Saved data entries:
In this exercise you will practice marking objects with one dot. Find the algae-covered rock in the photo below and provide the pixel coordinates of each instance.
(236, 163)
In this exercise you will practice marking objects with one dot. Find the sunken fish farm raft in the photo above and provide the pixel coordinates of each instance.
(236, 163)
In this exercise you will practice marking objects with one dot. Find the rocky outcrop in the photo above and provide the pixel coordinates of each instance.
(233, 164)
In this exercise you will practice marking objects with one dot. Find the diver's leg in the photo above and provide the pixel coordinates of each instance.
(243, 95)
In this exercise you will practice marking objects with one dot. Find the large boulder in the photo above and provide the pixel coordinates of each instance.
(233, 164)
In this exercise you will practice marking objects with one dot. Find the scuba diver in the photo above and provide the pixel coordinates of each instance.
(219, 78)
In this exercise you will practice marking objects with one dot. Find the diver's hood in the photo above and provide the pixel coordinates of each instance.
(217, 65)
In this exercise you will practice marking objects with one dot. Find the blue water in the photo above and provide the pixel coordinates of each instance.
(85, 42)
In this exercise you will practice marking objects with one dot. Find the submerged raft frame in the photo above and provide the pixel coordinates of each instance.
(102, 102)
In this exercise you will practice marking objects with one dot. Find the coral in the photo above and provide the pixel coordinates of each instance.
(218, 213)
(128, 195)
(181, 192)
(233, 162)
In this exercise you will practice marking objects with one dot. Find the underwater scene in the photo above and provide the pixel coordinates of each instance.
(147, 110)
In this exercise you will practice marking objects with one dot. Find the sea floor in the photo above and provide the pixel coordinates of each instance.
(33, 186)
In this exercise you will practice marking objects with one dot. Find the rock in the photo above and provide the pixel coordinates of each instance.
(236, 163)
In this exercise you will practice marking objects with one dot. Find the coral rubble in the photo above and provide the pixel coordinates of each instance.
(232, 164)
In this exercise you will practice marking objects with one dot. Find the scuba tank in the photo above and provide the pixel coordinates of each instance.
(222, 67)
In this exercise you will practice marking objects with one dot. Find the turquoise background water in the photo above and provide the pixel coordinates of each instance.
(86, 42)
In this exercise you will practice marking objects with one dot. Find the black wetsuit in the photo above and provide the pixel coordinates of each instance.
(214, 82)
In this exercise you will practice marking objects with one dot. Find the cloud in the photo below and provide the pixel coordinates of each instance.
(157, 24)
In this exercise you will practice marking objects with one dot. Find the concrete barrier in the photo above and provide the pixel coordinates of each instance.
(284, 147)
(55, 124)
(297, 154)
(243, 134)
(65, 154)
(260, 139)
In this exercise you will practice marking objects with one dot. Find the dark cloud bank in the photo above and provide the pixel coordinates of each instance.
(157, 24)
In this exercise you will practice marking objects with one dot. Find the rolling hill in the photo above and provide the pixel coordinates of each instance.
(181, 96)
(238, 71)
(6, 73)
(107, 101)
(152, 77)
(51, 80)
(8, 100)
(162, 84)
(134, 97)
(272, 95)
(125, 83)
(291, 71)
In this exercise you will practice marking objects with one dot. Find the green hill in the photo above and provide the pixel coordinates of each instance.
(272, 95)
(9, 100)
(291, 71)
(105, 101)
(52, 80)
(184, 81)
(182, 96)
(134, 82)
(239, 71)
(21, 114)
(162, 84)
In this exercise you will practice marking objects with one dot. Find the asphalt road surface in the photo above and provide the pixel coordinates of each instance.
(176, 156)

What you are asked to do: Keeping each line exactly as it is, retype all of the data.

Answer:
In this exercise you will practice marking objects with one dot. Find the algae-covered rock in the photo below and provide the pixel coordinates of each instance.
(236, 163)
In this exercise you will practice marking objects with one dot. Find the sunken fish farm raft in the photo above and provide the pixel coordinates of each instance.
(236, 163)
In this exercise you will practice marking objects with one dot. Find the rocky outcrop in the photo above and provide the pixel coordinates of each instance.
(233, 164)
In this exercise you will practice marking objects with one dot. Find the diver's leg in the photo above and provide the pixel coordinates of each instance.
(243, 95)
In this exercise you will practice marking objects with one dot. Find the large boulder in the photo above and provide the pixel coordinates of each instance.
(233, 164)
In this exercise you will practice marking objects with one dot. Find the scuba diver in the photo above and provide the pixel coordinates of each instance.
(219, 78)
In this exercise you will practice marking objects with one dot. Find the diver's hood in the photo above and provide the pixel coordinates of each instance.
(217, 65)
In this exercise you will practice marking objects with one dot. Find the blue water in the photo above and provide the pixel coordinates of each instance.
(85, 42)
In this exercise you will practice marking objects with one dot. Find the submerged raft frame in the photo above and provide the pixel coordinates of each instance.
(102, 102)
In this exercise you will practice marking objects with one dot. Find the coral in the photo above and provide the pixel coordinates of each instance.
(218, 213)
(128, 195)
(181, 192)
(233, 162)
In this exercise you will practice marking objects with one dot. Find the underwater scene in the photo above and provide the pixel coordinates of each instance.
(147, 110)
In this exercise you will practice marking objects with one dot. Find the sea floor in the photo above and provide the pixel coordinates of each instance.
(33, 186)
In this exercise you will practice marking objects with one dot. Find the rock in the photo above and provide the pixel coordinates of each instance.
(236, 163)
In this exercise you will practice marking objects with one dot. Find the coral rubble in the photo above and provide the pixel coordinates of each instance.
(232, 164)
In this exercise you will practice marking objects with one dot. Find the scuba tank in the photo above and provide the pixel coordinates of each instance.
(222, 67)
In this exercise you will practice marking objects with one dot. Find the turquoise background water in the photo above and provide the pixel coordinates of each instance.
(86, 42)
In this exercise you will practice marking objects with one dot. Find the black wetsuit in the photo above and provide the pixel coordinates of each instance.
(214, 82)
In this exercise you will practice marking objects with one dot. Find the cloud in the photo below and provide the pixel coordinates of each instance.
(157, 24)
In this exercise you will practice marking objects with one dot. Find the concrete barrier in the photo above and provide the pixel coordinates of each instance.
(284, 147)
(55, 124)
(297, 154)
(243, 134)
(65, 154)
(260, 139)
In this exercise you will practice marking objects with one dot. Find the dark cloud bank in the photo above and provide the pixel coordinates of each instance.
(157, 24)
In this exercise you will practice marking objects with one dot. Find the rolling hill in the photo above and provide the pixel coordinates of each instance.
(181, 96)
(238, 71)
(6, 73)
(107, 101)
(152, 77)
(51, 80)
(8, 100)
(162, 84)
(134, 97)
(272, 95)
(125, 83)
(291, 71)
In this exercise you will practice marking objects with one dot. Find the green hill in the photo above and provide the pixel coordinates of each instance.
(272, 95)
(9, 100)
(291, 71)
(105, 101)
(52, 80)
(184, 81)
(182, 96)
(134, 82)
(239, 71)
(21, 114)
(162, 84)
In this exercise you will practice marking objects with one dot. Find the asphalt road surface in the photo above and provide the pixel coordinates of each instance.
(176, 156)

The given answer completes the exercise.